Our View: We like that the base fees, for a while, will be paid in units, which helps protect cash-flows, and aligns incentives between the manager and the unit holder. Further, we tend to view performance fees paid as a % of DPU (distribution per unit) growth very positively as well.
Consideration 7: Who is backing the IPO
Data Point: The cornerstone investors being UBS AG, Singapore Branch (on behalf of certain Wealth Management clients), Bank of Singapore Limited (on behalf of one or more of its private banking clients) and CIMB Bank Berhad, Singapore Branch (on behalf of certain clients of its Private Banking Division)
Our View: Typically we like seeing a big marquee name here (either a well-known real estate player or large fund). However in this case it seems that the cornerstone investors will be mostly private banking clients, which in our view, is not ideal. This again makes us wonder how the IPO will perform upon listing, and whether the Sponsor is chasing sophisticated or just yield-hungry investors (not saying those are mutually exclusive!).

▶ Entries supplied:
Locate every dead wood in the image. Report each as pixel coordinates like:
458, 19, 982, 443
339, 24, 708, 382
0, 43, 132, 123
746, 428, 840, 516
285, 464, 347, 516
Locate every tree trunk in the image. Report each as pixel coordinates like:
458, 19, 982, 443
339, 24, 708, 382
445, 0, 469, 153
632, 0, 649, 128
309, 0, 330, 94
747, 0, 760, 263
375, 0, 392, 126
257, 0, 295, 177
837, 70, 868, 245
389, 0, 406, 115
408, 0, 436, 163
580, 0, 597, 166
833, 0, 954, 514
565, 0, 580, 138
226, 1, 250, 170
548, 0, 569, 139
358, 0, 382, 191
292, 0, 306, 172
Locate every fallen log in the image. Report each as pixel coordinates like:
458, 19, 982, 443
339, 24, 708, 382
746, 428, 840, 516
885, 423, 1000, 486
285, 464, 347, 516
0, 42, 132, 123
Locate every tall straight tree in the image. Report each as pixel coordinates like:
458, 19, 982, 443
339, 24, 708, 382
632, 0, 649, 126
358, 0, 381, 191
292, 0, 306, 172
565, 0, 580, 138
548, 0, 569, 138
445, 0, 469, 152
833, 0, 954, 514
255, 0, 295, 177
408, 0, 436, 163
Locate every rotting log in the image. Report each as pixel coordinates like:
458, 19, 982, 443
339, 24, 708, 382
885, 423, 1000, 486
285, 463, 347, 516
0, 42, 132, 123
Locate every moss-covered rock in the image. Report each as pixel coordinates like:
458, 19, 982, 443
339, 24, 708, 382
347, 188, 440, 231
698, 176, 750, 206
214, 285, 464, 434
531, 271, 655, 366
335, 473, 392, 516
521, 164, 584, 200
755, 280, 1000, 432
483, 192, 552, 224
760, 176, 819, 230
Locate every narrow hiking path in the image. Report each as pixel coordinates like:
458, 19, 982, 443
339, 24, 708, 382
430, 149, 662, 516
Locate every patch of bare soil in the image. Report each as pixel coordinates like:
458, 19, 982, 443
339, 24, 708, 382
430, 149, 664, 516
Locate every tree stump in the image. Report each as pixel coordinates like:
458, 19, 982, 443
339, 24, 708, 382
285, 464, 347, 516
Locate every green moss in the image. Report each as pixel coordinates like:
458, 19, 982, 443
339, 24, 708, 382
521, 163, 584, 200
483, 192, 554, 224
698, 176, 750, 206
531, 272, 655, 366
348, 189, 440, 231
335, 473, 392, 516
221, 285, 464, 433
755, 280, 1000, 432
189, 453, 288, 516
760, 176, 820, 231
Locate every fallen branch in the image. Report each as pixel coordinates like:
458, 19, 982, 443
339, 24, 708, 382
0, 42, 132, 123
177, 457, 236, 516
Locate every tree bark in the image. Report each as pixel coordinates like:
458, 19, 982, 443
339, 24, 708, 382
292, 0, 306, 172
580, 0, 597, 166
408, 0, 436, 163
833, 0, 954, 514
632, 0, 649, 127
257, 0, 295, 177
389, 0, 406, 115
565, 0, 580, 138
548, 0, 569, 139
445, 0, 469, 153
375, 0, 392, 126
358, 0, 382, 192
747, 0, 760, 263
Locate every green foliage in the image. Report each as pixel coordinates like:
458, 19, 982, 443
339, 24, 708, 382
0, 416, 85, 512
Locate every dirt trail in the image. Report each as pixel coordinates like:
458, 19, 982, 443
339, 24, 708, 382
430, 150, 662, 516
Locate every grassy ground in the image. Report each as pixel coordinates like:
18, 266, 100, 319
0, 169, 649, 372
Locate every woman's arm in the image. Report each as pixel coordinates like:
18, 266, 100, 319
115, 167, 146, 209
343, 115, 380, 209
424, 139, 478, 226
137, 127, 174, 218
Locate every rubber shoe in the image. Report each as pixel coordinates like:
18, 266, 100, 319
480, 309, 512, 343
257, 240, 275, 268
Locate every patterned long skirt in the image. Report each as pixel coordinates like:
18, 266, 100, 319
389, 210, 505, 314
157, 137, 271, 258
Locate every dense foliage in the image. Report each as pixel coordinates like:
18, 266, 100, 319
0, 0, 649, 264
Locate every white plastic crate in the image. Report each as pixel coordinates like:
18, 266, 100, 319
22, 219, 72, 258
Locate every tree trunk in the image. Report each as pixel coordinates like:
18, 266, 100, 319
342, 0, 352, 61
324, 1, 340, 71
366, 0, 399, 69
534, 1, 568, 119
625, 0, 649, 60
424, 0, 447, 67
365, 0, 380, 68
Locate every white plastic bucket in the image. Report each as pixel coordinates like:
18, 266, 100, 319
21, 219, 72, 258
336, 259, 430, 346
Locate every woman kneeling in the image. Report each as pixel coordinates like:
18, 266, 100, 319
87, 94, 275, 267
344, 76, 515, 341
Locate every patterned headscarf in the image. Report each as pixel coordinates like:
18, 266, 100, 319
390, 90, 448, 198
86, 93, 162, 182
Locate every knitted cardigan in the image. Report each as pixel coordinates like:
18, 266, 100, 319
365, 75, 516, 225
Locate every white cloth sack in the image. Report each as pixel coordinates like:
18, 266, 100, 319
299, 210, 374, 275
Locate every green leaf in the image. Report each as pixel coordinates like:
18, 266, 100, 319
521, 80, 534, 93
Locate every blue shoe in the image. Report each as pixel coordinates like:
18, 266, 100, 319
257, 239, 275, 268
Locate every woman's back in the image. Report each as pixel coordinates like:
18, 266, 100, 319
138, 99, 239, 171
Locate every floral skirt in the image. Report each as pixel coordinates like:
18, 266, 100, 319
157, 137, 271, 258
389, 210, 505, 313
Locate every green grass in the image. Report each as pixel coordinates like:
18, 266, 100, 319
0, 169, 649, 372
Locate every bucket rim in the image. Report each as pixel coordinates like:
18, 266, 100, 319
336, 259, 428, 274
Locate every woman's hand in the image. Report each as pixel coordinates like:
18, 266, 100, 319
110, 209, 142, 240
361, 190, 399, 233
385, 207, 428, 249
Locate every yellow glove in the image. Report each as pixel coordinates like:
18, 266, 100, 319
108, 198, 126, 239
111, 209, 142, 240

▶ What is needed:
Reproduce the passage of the IPO commentary starting with "Our View: We" and going on through "Private Banking Division)".

▶ Task output:
Our View: We like that the base fees, for a while, will be paid in units, which helps protect cash-flows, and aligns incentives between the manager and the unit holder. Further, we tend to view performance fees paid as a % of DPU (distribution per unit) growth very positively as well.
Consideration 7: Who is backing the IPO
Data Point: The cornerstone investors being UBS AG, Singapore Branch (on behalf of certain Wealth Management clients), Bank of Singapore Limited (on behalf of one or more of its private banking clients) and CIMB Bank Berhad, Singapore Branch (on behalf of certain clients of its Private Banking Division)